___ EXCERPT PROVIDED
Prince Gheorghe Bibescu prom court

The above developments were to prove crucial for Ioan Emanoil Florescu.  In 1833, at the tender age of fourteen, he enthusiastically enrolled in the Wallachian army which had only just been properly re-stablished two years beforehand, and was given the officer rank of “Junker” (a word borrowed from the German).  Two years later, his grandmother Alexandrina, who was the sister of Prince Alexandru Ghica, was at a reception at the Prince’s Palace when she noticed him on guard outside.  She invited him in, and introduced him to the daughter of the future Prince Gheorghe Bibescu, whom he was to marry.  At the age of sixteen, Prince Ghica promoted him to the rank of “parcuciuc” (officer cadet) and sent him to study in Paris, in spite of Russian pressures to send army officers to learn their trade in St Petersburg, or at least Berlin, France being considered dangerously liberal.  In Paris, Ioan Florescu attended the prestigious Ecole Louis le Grand, followed by four years at the Saint Cyr military academy.  He then enrolled in the French army where he was promoted to the rank of lieutenant in 1838, a rank which he kept when he returned to Bucharest in 1842. 

By the time of his return to Wallachia, Ioan Florescu’s chief interests had been formed:the army, literature and education.  In 1834, he had produced a progressive play written by Florian, entitled The Twins of Bergam, together with some colleagues, and in 1845 he was to become a member of the Romanian Literary Association.  In 1842, his grandmother Alexandrina Ghica gave him a mansion on Mogosiaia Bridge (today Calea Victoriei), a place he was to use as a centre for his cultural activities until 1850.  But he also was very keen on the education of young army officers, and started translating French military treatises to make them available to his Romanian colleagues.  In 1847, at the age of 26, he was appointed a member of a new commission in charge of the formation of an officer’s school.  But although he held progressive views on literature and education, and he was a determined Romanian nationalist, Florescu did not share the radical aspirations for social reform of some of the 1848 revolutionaries, including the more liberal members of his own family.  On the contrary, his overriding philosophy was governed by a belief in prudence, gradual reform, and military discipline.  The fact that he was not trusted by the 1848 revolutionaries is clear from a letter written by Dumitru Bratianu to his brother Ion, where he warns him not to confide in Florescu, because he is not “one of us”.
______
___ RECORDS SHOWN
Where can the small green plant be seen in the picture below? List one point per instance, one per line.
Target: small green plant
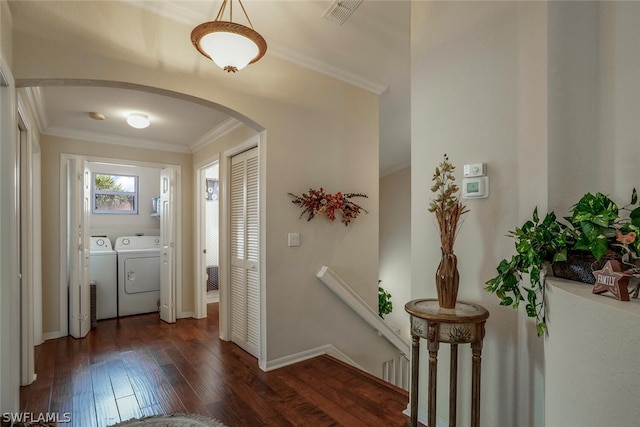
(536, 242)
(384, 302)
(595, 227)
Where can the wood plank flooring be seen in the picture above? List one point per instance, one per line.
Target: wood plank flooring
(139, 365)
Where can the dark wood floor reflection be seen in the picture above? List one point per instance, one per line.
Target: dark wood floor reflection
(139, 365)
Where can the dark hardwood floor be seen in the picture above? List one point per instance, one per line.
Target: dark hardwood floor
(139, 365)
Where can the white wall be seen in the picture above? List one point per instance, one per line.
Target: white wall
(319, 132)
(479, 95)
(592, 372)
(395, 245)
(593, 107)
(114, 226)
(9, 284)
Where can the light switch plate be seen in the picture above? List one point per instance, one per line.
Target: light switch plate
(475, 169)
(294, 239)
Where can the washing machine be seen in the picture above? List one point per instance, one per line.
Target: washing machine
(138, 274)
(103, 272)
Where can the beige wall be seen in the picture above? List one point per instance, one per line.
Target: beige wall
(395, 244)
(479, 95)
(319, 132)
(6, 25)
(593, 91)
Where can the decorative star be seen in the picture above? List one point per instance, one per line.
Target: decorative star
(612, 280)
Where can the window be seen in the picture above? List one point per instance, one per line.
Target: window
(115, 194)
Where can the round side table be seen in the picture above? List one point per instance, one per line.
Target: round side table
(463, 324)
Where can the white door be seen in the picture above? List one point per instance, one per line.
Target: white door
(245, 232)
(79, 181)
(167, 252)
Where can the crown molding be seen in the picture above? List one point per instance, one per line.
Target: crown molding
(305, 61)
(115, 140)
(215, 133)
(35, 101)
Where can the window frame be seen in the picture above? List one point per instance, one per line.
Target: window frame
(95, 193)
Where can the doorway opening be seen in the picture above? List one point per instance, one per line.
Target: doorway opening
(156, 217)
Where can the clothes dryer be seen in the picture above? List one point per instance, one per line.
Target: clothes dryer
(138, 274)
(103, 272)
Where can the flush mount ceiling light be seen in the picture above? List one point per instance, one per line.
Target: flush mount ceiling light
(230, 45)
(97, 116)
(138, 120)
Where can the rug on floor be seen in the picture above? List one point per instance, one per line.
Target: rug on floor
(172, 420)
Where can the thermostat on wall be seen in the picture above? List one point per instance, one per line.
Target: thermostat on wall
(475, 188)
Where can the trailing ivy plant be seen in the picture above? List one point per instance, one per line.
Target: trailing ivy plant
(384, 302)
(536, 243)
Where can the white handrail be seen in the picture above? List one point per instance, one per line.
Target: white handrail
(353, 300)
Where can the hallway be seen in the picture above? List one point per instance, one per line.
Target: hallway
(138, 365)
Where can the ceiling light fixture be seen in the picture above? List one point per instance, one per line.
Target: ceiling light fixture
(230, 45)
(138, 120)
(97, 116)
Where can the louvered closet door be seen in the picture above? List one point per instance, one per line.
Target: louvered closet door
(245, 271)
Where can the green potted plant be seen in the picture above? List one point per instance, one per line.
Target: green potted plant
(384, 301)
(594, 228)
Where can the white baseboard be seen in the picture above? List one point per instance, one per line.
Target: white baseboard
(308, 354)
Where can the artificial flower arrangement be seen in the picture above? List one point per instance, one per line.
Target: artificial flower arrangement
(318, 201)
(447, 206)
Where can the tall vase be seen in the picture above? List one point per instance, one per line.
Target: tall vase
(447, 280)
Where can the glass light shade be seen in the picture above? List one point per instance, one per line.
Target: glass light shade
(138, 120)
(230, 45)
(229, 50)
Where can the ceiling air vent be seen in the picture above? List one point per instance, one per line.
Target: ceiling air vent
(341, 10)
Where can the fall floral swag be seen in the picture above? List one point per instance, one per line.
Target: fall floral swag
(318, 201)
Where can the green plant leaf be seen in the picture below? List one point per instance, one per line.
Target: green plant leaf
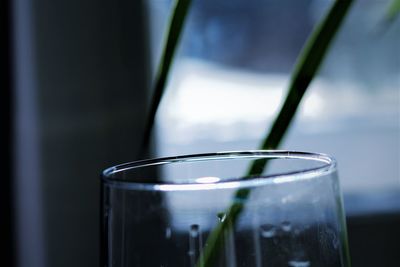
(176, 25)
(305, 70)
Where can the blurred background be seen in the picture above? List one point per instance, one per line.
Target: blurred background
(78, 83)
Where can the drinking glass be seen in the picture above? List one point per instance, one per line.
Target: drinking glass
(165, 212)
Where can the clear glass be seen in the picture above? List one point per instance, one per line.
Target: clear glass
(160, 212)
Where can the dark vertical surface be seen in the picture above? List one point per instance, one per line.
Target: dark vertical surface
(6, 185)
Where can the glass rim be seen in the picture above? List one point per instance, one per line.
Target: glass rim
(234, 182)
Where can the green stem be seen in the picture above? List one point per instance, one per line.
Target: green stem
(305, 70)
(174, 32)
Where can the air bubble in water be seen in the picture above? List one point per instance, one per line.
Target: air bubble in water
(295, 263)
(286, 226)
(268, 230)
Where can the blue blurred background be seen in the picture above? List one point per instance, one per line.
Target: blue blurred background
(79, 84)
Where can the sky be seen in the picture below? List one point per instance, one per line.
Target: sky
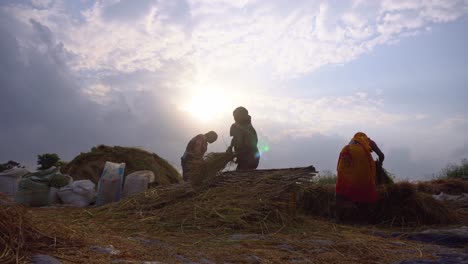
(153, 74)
______
» SHORT TASK 1
Arrange the rows as a numbered list, starting at the line that contains "Where can the dark vertical" and ending with the last line of the rows, with blank lines and the pictures left out.
» SHORT TASK 2
Pick up the passage on Ioan Emanoil Florescu where it stops and continue it.
The passage on Ioan Emanoil Florescu and the rows have nothing to do with each other.

» WRITTEN RESPONSE 1
1. Where can the dark vertical surface be seen in the picture above? List one point per instance, one per line.
2. Target: dark vertical surface
3. (6, 185)
4. Where can the glass rim be seen in the picture above? List one point per instance, one per line.
5. Target: glass rim
6. (234, 182)
7. Where can the green stem be seen in the picture above? List one point per instance, one per line.
8. Target: green stem
9. (305, 70)
10. (174, 32)
11. Where can the air bubble in water be seen in the picture above? List one point per instance, one per line.
12. Target: air bubble in water
13. (295, 263)
14. (286, 226)
15. (268, 230)
16. Where can the blue blurred background be seen in the picture above? List one point per instance, one per line.
17. Target: blue blurred background
18. (79, 84)
19. Where can the sky be seen in the picture below? List one point per instance, one per line.
20. Target: sky
21. (153, 74)

» WRITTEN RESPONSE 2
1842 was also the year when Prince George Bibescu replaced Prince Gheorghe Ghica on the Wallachian throne, in an election where he defeated both Ioan’s father Manolache Florescu and his uncle Iordache.  Ioan Florescu was made Prince Bibescu’s military aide, and he duly accompanied him to Constantinople for his official inauguration.  It was on that occasion that he brought back to Bucharest three cannons offered by the Sultan to the Romanian army, which mark the beginnings of a Romanian artillery force.  Two years later, Ioan Florescu married Prince Bibescu’s daughter, Ecaterina.  In 1846, he was commissioned to the rank of major, and then, in 1848, colonel, when he was also made the Governor of the Wallachian Prisons.

Emanoil Florescu in 1848

The revolutionary events of 1848 put Florescu in an extremely difficult situation.  He sympathized with some of the progressive ideas of the revolutionaries, and in particular their nationalist aspirations, but as a military man (and the ruling Prince’s son-in-law), he felt he could not break his oath to Prince Bibescu.  Accordingly, not only did he not participate in the revolutionary events, but he also asked the Russian General Duhamel to head a commission to punish those officers who had broken their oath of allegiance to the Prince.  For this reason, when a revolutionary government replaced Prince Bibescu’s rule, Ioan Florescu was discharged from the army.  At that point, like many members of the Florescu family beforehand during a moment of crisis, he crossed the border into Transylvania.  But rather than wait out until events took a turn for the better, he controversially joined the Russian army, keeping the rank of colonel, and working as an aide to General Luders, who was busy suppressing the Hungarian revolution.  Later on, he justified this decision on the grounds that Kossuth’s Hungarian revolution had overlooked the rights of the Romanian peasants in Transylvania.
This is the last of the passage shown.